TASK REQUIREMENTS: Reproduce only the stretch from the line containing "Where can the backsplash" through the end of the records, requests included, and increase every point coordinate in the answers by 102.

** start DATA PROVIDED **

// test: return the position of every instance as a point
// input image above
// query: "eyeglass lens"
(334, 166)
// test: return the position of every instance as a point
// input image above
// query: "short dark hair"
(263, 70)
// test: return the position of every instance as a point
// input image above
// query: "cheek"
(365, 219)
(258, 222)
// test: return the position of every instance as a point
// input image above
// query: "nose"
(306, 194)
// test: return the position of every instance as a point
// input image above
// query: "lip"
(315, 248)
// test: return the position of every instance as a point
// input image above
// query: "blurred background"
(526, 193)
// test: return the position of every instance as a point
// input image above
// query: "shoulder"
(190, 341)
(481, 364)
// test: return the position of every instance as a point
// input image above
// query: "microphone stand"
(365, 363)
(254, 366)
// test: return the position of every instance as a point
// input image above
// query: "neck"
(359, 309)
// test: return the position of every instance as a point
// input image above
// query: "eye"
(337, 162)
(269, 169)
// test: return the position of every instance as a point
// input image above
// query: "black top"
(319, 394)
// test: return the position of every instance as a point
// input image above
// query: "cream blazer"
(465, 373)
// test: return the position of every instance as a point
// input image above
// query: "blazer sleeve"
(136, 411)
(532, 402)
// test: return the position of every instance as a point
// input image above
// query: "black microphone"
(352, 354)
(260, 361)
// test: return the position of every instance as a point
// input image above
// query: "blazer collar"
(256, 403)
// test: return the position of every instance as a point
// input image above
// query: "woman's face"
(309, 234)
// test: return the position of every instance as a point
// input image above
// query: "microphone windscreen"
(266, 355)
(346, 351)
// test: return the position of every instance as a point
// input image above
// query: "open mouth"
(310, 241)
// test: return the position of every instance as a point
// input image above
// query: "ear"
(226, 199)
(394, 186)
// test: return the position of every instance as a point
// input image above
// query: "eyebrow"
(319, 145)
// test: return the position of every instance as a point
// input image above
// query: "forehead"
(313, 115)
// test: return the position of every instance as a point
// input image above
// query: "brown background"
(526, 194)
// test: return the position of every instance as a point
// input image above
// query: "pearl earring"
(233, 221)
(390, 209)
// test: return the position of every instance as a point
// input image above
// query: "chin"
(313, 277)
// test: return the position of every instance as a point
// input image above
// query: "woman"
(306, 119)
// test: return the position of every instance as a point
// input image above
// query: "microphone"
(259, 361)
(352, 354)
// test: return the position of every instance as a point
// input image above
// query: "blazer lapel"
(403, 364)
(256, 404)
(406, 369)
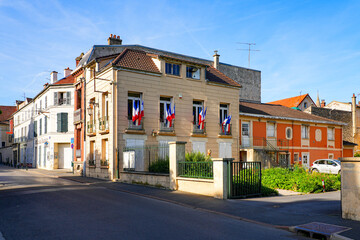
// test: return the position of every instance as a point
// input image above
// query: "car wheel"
(315, 170)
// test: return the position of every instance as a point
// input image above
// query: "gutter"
(289, 118)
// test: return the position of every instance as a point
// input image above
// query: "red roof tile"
(291, 102)
(67, 80)
(214, 75)
(7, 111)
(135, 59)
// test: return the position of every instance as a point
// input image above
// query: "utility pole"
(250, 50)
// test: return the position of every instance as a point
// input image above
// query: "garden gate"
(244, 179)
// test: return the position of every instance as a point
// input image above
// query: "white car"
(326, 166)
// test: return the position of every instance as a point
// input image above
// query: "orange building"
(281, 136)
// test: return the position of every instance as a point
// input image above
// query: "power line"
(250, 50)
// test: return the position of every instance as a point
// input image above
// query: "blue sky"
(306, 46)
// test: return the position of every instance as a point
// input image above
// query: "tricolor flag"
(202, 115)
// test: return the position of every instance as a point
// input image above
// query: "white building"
(44, 127)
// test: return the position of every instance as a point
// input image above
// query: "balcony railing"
(136, 126)
(77, 115)
(197, 130)
(164, 127)
(91, 127)
(225, 130)
(273, 144)
(104, 123)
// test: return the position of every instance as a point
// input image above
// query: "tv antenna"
(249, 49)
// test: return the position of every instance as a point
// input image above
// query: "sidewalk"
(279, 212)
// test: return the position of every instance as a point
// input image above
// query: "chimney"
(216, 59)
(114, 40)
(323, 104)
(78, 59)
(67, 72)
(353, 111)
(53, 77)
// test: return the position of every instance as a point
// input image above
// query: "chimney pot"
(53, 77)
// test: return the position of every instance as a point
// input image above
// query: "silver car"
(326, 166)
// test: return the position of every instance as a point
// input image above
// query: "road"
(34, 206)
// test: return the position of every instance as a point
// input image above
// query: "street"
(35, 206)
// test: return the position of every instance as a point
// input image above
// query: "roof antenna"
(250, 50)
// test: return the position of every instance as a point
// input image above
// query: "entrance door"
(64, 153)
(245, 134)
(305, 160)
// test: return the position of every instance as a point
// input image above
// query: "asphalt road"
(34, 206)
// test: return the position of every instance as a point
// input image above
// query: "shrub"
(160, 166)
(299, 180)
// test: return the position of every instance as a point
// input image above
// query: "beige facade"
(117, 83)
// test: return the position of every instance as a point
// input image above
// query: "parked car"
(326, 166)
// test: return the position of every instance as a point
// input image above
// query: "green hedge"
(299, 180)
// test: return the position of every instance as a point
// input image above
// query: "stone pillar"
(221, 178)
(176, 154)
(350, 188)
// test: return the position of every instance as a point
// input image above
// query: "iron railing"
(196, 169)
(245, 179)
(104, 123)
(135, 126)
(91, 127)
(164, 127)
(224, 131)
(196, 128)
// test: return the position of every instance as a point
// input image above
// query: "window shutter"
(68, 98)
(64, 122)
(55, 98)
(59, 122)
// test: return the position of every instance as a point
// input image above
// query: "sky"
(305, 46)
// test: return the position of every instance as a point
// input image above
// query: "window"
(133, 97)
(165, 103)
(331, 134)
(305, 132)
(224, 111)
(45, 125)
(192, 72)
(62, 122)
(40, 126)
(62, 98)
(172, 69)
(270, 129)
(197, 107)
(288, 133)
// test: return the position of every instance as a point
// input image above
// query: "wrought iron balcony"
(197, 130)
(164, 126)
(225, 130)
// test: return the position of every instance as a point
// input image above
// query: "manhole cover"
(321, 228)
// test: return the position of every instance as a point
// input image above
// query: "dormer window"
(172, 69)
(192, 72)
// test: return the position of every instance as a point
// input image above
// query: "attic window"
(192, 72)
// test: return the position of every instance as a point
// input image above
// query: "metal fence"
(244, 179)
(196, 169)
(147, 158)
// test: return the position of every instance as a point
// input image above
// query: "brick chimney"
(323, 104)
(53, 77)
(67, 72)
(216, 59)
(78, 59)
(114, 40)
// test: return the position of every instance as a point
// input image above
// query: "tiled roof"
(290, 102)
(135, 59)
(67, 80)
(214, 75)
(278, 111)
(7, 111)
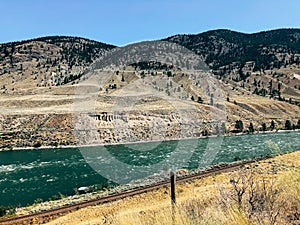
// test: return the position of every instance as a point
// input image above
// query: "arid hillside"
(55, 91)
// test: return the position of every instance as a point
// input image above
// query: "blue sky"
(123, 22)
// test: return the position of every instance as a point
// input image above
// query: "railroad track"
(46, 216)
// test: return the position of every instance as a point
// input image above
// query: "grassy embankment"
(263, 193)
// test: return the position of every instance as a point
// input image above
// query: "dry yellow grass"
(209, 200)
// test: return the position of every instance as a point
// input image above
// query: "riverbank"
(147, 141)
(276, 162)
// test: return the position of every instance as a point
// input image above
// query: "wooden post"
(173, 194)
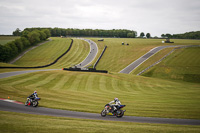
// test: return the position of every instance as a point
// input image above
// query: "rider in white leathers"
(116, 104)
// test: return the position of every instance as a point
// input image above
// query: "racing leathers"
(32, 96)
(115, 105)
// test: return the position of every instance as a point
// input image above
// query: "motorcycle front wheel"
(35, 103)
(120, 113)
(103, 113)
(26, 103)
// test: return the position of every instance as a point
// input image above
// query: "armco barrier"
(43, 65)
(85, 70)
(99, 57)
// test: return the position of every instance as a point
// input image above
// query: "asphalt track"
(91, 56)
(20, 108)
(142, 59)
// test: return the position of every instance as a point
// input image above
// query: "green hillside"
(118, 56)
(155, 94)
(89, 92)
(183, 64)
(6, 39)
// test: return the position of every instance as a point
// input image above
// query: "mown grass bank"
(183, 64)
(48, 52)
(17, 122)
(6, 39)
(118, 56)
(89, 92)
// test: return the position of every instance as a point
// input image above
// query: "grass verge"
(17, 122)
(89, 92)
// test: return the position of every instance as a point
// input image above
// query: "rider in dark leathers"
(32, 96)
(116, 104)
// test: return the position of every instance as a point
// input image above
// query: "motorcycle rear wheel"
(26, 103)
(120, 114)
(35, 103)
(103, 113)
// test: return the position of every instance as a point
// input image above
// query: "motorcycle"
(33, 102)
(108, 109)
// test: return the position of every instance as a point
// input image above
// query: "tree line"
(28, 38)
(187, 35)
(123, 33)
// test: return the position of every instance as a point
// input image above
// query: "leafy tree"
(17, 32)
(33, 37)
(43, 36)
(148, 35)
(47, 32)
(13, 47)
(130, 35)
(142, 34)
(25, 42)
(19, 45)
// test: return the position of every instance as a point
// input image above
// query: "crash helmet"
(116, 99)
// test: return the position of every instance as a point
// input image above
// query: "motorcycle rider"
(32, 97)
(116, 104)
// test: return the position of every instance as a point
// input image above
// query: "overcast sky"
(153, 16)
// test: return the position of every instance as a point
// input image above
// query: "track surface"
(139, 61)
(20, 108)
(9, 74)
(91, 55)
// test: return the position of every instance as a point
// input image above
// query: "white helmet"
(116, 99)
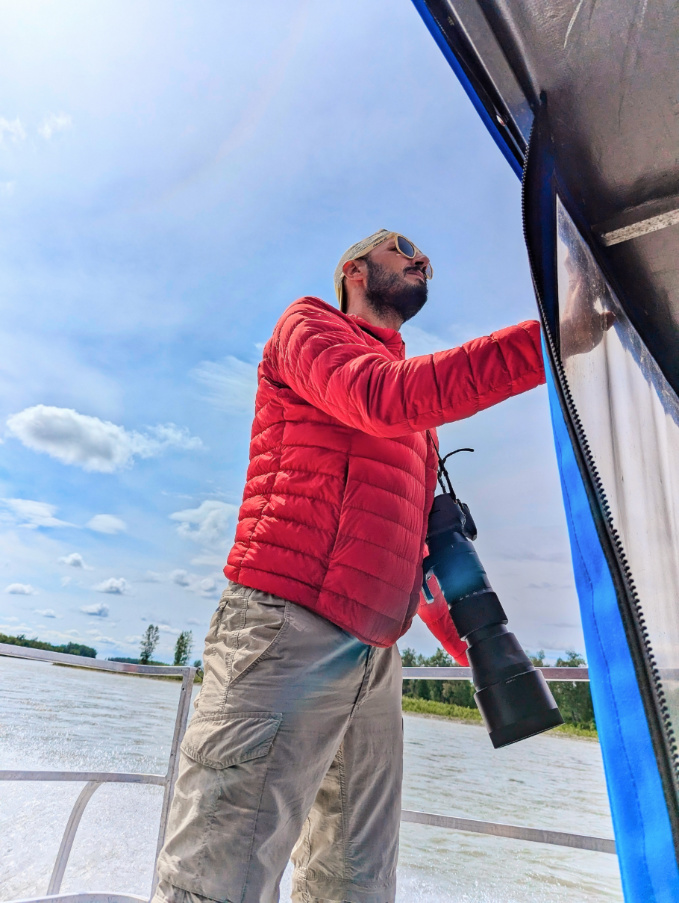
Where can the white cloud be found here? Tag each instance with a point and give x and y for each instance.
(210, 524)
(55, 122)
(116, 586)
(231, 384)
(165, 628)
(13, 129)
(21, 589)
(96, 610)
(91, 443)
(419, 341)
(32, 514)
(74, 560)
(180, 577)
(106, 523)
(151, 577)
(206, 586)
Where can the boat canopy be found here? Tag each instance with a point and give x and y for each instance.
(582, 98)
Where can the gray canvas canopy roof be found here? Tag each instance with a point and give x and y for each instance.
(582, 98)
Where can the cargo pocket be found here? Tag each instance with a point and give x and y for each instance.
(215, 809)
(226, 740)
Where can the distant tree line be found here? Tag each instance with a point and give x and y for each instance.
(149, 641)
(147, 647)
(68, 648)
(573, 697)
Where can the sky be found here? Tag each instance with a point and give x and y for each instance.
(172, 176)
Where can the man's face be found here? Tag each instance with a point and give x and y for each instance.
(394, 282)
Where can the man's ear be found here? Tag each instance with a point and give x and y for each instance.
(354, 269)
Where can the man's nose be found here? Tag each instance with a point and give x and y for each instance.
(421, 260)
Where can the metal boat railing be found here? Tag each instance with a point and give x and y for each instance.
(94, 779)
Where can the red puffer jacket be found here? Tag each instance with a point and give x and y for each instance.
(342, 476)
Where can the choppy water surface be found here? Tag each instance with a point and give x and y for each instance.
(62, 718)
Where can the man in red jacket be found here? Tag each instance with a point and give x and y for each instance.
(296, 741)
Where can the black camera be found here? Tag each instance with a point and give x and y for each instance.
(512, 696)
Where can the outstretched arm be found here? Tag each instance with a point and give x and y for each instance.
(321, 358)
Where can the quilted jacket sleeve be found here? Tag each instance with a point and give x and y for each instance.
(320, 356)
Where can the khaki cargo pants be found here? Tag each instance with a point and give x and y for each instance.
(296, 741)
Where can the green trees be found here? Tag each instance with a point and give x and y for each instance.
(68, 648)
(573, 697)
(149, 641)
(182, 649)
(456, 692)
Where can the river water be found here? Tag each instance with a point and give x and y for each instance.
(67, 719)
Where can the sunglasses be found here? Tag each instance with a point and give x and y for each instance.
(408, 249)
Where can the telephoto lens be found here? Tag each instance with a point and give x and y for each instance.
(512, 696)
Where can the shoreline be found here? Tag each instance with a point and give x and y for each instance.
(426, 708)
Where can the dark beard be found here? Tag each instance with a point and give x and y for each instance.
(389, 292)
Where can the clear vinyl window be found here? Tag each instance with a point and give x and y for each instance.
(630, 417)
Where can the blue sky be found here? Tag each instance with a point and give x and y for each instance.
(172, 176)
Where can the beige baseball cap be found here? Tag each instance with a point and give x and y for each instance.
(360, 249)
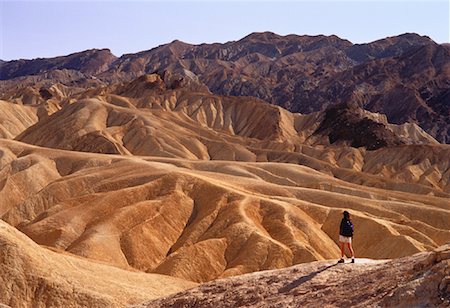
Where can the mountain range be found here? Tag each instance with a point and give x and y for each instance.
(216, 174)
(406, 77)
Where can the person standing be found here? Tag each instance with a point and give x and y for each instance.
(345, 236)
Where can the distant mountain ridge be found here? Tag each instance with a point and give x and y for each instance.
(406, 77)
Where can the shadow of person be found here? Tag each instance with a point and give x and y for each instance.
(303, 279)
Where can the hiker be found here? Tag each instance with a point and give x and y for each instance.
(345, 236)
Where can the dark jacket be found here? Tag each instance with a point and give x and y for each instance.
(346, 228)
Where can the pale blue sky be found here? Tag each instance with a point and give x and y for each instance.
(31, 29)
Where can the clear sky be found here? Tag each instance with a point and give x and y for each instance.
(31, 29)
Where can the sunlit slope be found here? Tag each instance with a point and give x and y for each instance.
(201, 220)
(35, 276)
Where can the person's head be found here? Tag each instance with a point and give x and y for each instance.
(346, 215)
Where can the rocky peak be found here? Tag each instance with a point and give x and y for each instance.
(347, 123)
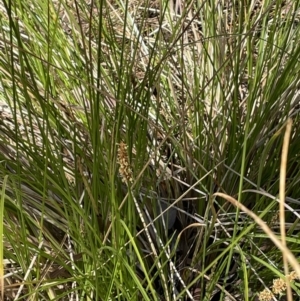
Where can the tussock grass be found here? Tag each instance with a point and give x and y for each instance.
(135, 136)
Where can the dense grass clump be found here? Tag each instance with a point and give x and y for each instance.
(149, 150)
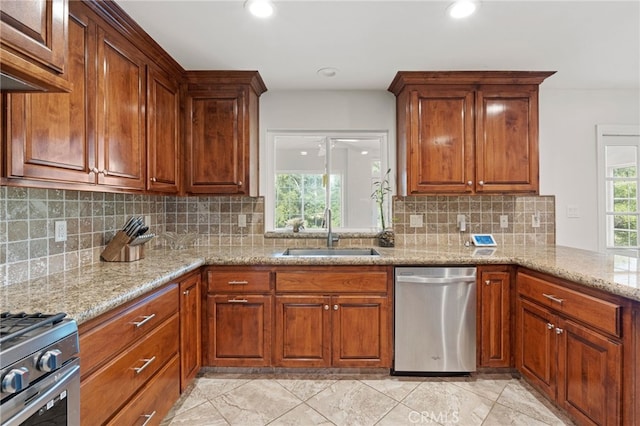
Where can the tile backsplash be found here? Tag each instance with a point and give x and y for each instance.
(482, 215)
(27, 216)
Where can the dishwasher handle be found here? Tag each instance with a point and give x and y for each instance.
(435, 280)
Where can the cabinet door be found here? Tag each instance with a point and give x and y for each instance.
(190, 325)
(50, 135)
(507, 139)
(121, 118)
(303, 331)
(34, 42)
(494, 318)
(590, 375)
(239, 330)
(361, 331)
(163, 127)
(217, 152)
(441, 153)
(536, 349)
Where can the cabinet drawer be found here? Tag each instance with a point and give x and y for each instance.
(102, 342)
(588, 309)
(104, 392)
(146, 408)
(238, 281)
(332, 282)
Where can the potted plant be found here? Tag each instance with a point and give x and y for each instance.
(297, 223)
(382, 188)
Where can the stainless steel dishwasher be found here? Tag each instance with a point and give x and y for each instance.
(435, 320)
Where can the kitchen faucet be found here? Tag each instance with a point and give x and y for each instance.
(327, 222)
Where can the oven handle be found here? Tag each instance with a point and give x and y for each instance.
(66, 378)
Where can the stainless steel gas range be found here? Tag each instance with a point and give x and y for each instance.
(39, 370)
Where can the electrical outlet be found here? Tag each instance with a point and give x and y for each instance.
(60, 231)
(415, 221)
(535, 220)
(573, 211)
(504, 221)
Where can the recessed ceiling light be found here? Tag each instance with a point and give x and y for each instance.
(260, 8)
(462, 8)
(327, 72)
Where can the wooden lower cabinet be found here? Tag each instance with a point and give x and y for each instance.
(190, 329)
(154, 400)
(573, 361)
(239, 330)
(352, 329)
(494, 316)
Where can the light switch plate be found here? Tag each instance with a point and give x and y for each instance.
(415, 221)
(60, 231)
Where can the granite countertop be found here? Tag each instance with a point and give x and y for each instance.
(87, 292)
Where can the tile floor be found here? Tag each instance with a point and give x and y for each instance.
(298, 399)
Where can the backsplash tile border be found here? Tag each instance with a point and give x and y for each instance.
(27, 216)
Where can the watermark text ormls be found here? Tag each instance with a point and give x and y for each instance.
(430, 417)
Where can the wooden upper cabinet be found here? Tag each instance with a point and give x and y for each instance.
(221, 132)
(507, 138)
(120, 113)
(33, 44)
(441, 123)
(49, 135)
(163, 133)
(467, 131)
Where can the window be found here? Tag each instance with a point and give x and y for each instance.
(312, 171)
(619, 181)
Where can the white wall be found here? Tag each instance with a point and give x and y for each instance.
(567, 138)
(568, 120)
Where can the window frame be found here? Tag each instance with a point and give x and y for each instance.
(603, 133)
(269, 169)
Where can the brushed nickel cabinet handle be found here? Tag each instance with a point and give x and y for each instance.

** end DATA PROVIDED **

RESULT OF THE EXERCISE:
Where can the backsplash tile border be found here? Tag each instance with a point and give x and y for each instance.
(129, 318)
Where can the watermark text ormls be found here? Tag each instance with a point and give x and y for each instance.
(532, 519)
Where can the wooden upper cabinet be found here? Tag each instance with a point and give x and y for each instance.
(323, 234)
(609, 240)
(222, 215)
(135, 146)
(543, 225)
(151, 237)
(265, 235)
(569, 233)
Where can the window be found here? Tag each instance with a point and give x and y for each instance.
(414, 273)
(721, 283)
Where can the white wall be found here? Tag each instance with a point and give x and y for each instance.
(669, 240)
(670, 222)
Where can the window frame be found here? Tag each instance with a point and give x and y for each instance.
(705, 235)
(371, 271)
Where can the brushed nickel cabinet handle be found here? Tag each instance with a point and give x and y for each instance.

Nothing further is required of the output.